# [EXTRAIT DU TEXTE]
Site icon LA VIE AGRICOLE / LVATV.CA

Trois voix pour réinventer l’agriculture québécoise

Des livres sur la sécurité alimentaire et la viabilité de notre agriculture, il y en a à la tonne. Souvent, certains attirent l’attention pour un petit moment avant de tomber dans l’oubli. Mais Notre agriculture à la dérive, publié cette semaine par les éditions Leméac, se distingue par sa réflexion approfondie sur l’avenir de l’agriculture québécoise. Les auteurs, Guy Debailleul, professeur à la retraite de l’Université Laval, Michel St-Pierre, ancien dirigeant éminent du MAPAQ, et Suzanne Dion, géographe prolifique, présentent une esquisse claire et réfléchie de ce que devrait être notre agriculture.

Sans tomber dans l’alarmisme, les auteurs interrogent la gouvernance du secteur en ciblant notamment le monopole syndical de l’UPA, les défis liés à la protection des terres agricoles, et l’obsolescence des programmes comme l’ASRA. Ils appellent à une révision complète de ces programmes, qu’ils jugent discriminatoires envers les filières innovantes, freinant ainsi la diversification de l’agriculture. Selon eux, le soutien de l’État doit être repensé pour répondre aux besoins actuels du secteur.

Les auteurs proposent également des solutions concrètes pour améliorer l’agriculture, en commençant par établir un portrait des potentiels régionaux. Ce diagnostic, qui inclurait la qualité des sols et les conditions climatiques de chaque région, permettrait d’optimiser l’utilisation des ressources. Ils prônent également une démocratisation du secteur agricole, en encourageant la production hors quota et en mettant au défi la gestion de l’offre, véritable « vache sacrée » du Québec. Ces recommandations, loin d’être dogmatiques, visent à libérer le potentiel créatif et entrepreneurial des jeunes agriculteurs, tout en encourageant une agriculture plus flexible et innovante. Difficile d’argumenter contre.

Loin d’être nostalgique, cet essai reste ancré dans les faits. Les auteurs soulignent qu’il est impératif d’agir maintenant pour un Québec agroalimentaire plus influent. Un message d’espoir réaliste, qui invite à une transformation en profondeur du secteur. Ils démontrent que le statu quo est insoutenable et qu’une approche plus moderne et inclusive est nécessaire pour répondre aux défis économiques et environnementaux du 21e siècle.

Cet essai audacieux, écrit par trois personnes à la carrière bien établie et qui n’ont rien à perdre ni à gagner, ne manquera pas de susciter des réactions. Contrarier les détenteurs du pouvoir au Québec comporte toujours des risques, et l’UPA ne réagira probablement pas à un ouvrage aussi honnête et véridique. Pourtant, c’est exactement ce type de débat intègre et posé dont le secteur a besoin pour évoluer.

Merci à Guy, Michel et Suzanne d’avoir eu le courage de poser ces questions essentielles.

# [CONSIGNES DE TRAVAIL]
Renvoyez mot pour mot le passage de l'article sur l'agriculture québécoise qui s'ouvre sur les mots contenant « Trois voix pour » et se termine par « être notre agriculture. ».

# [CONTENU DES DONNÉES]
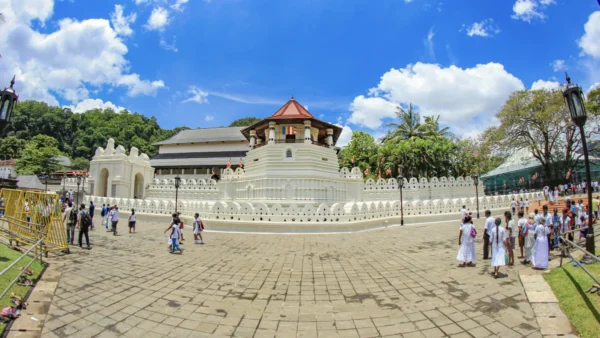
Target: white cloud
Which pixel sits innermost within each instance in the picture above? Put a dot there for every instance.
(158, 20)
(485, 28)
(67, 61)
(196, 95)
(120, 22)
(370, 111)
(89, 104)
(546, 85)
(530, 10)
(558, 65)
(164, 45)
(454, 93)
(344, 137)
(429, 42)
(590, 41)
(178, 5)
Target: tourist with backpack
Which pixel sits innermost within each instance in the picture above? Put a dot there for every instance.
(69, 220)
(84, 224)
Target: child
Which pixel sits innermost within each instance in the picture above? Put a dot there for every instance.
(174, 227)
(198, 227)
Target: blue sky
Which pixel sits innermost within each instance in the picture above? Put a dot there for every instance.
(205, 63)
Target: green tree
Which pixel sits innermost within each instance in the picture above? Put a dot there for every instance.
(11, 147)
(363, 149)
(408, 125)
(244, 122)
(39, 156)
(80, 163)
(539, 121)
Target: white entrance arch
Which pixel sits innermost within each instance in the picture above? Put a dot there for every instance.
(102, 185)
(138, 186)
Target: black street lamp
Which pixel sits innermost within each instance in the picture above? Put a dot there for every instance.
(574, 99)
(476, 182)
(177, 183)
(400, 186)
(8, 99)
(78, 184)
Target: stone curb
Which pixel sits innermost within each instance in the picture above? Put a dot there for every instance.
(32, 319)
(550, 318)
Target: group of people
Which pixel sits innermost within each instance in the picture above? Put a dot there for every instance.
(536, 235)
(176, 236)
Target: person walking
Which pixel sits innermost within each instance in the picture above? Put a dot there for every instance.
(539, 258)
(174, 227)
(528, 234)
(498, 240)
(489, 225)
(511, 237)
(115, 219)
(466, 241)
(69, 220)
(83, 224)
(521, 227)
(132, 221)
(198, 228)
(91, 208)
(555, 228)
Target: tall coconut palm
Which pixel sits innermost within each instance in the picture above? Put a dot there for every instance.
(432, 128)
(408, 127)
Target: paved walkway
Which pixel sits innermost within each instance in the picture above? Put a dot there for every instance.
(400, 281)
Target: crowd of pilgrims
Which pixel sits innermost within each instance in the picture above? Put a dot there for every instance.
(535, 234)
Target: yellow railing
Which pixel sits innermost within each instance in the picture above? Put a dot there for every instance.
(28, 213)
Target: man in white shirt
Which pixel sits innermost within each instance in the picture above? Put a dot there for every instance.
(115, 219)
(490, 223)
(521, 224)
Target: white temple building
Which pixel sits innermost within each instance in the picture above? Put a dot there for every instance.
(291, 182)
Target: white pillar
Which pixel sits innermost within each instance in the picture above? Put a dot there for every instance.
(252, 138)
(307, 132)
(272, 126)
(330, 137)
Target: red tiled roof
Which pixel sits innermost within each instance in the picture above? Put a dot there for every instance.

# [SOLUTION CI-DESSOUS]
Trois voix pour réinventer l’agriculture québécoise

Des livres sur la sécurité alimentaire et la viabilité de notre agriculture, il y en a à la tonne. Souvent, certains attirent l’attention pour un petit moment avant de tomber dans l’oubli. Mais Notre agriculture à la dérive, publié cette semaine par les éditions Leméac, se distingue par sa réflexion approfondie sur l’avenir de l’agriculture québécoise. Les auteurs, Guy Debailleul, professeur à la retraite de l’Université Laval, Michel St-Pierre, ancien dirigeant éminent du MAPAQ, et Suzanne Dion, géographe prolifique, présentent une esquisse claire et réfléchie de ce que devrait être notre agriculture.